== What to produce ==
Reproduce the full set of records that follow, exactly as shown.

[[ Given records, beginning ]]

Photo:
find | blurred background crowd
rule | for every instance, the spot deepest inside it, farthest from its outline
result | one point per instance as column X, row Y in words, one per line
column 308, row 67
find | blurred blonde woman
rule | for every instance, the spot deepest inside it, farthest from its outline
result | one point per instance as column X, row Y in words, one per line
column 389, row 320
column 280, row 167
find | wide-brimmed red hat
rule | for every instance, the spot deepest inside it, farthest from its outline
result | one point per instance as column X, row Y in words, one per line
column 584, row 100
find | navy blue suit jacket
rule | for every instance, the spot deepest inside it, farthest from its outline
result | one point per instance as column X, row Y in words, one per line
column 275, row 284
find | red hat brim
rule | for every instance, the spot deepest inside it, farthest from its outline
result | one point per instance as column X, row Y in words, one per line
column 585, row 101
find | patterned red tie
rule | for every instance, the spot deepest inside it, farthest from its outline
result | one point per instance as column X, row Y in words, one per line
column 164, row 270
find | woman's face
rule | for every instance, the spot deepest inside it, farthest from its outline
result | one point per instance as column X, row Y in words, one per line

[[ Given records, end ]]

== Answer to this problem ==
Photo:
find | blurred background crowd
rule | for every instance, the spot deepest inside it, farthest from its outline
result | one point per instance as column X, row Y in words, one per line
column 308, row 67
find | blurred blonde woman
rule | for every instance, the spot deepest inside it, farthest from its outline
result | one point per instance as column X, row Y in words, one per line
column 389, row 320
column 280, row 167
find | wide-brimmed red hat
rule | for every instance, the spot deepest inside it, farthest from its outline
result | one point per instance as column X, row Y in words, one per line
column 584, row 100
find | navy blue suit jacket
rule | for every instance, the spot deepest inside it, farthest from its outline
result | one point per instance as column X, row Y in words, one per line
column 275, row 284
find | red hat brim
rule | for every instance, the spot deepest inside it, farthest from its outline
result | one point per instance as column X, row Y in words, one per line
column 585, row 101
find | patterned red tie
rule | for every instance, the spot deepest inside it, farthest from its outline
result | one point per instance as column X, row Y in words, one per line
column 164, row 270
find | woman's face
rule | for every instance, the spot deepest inside it, farthest from its outline
result | one point per instance as column X, row Y in words, one per line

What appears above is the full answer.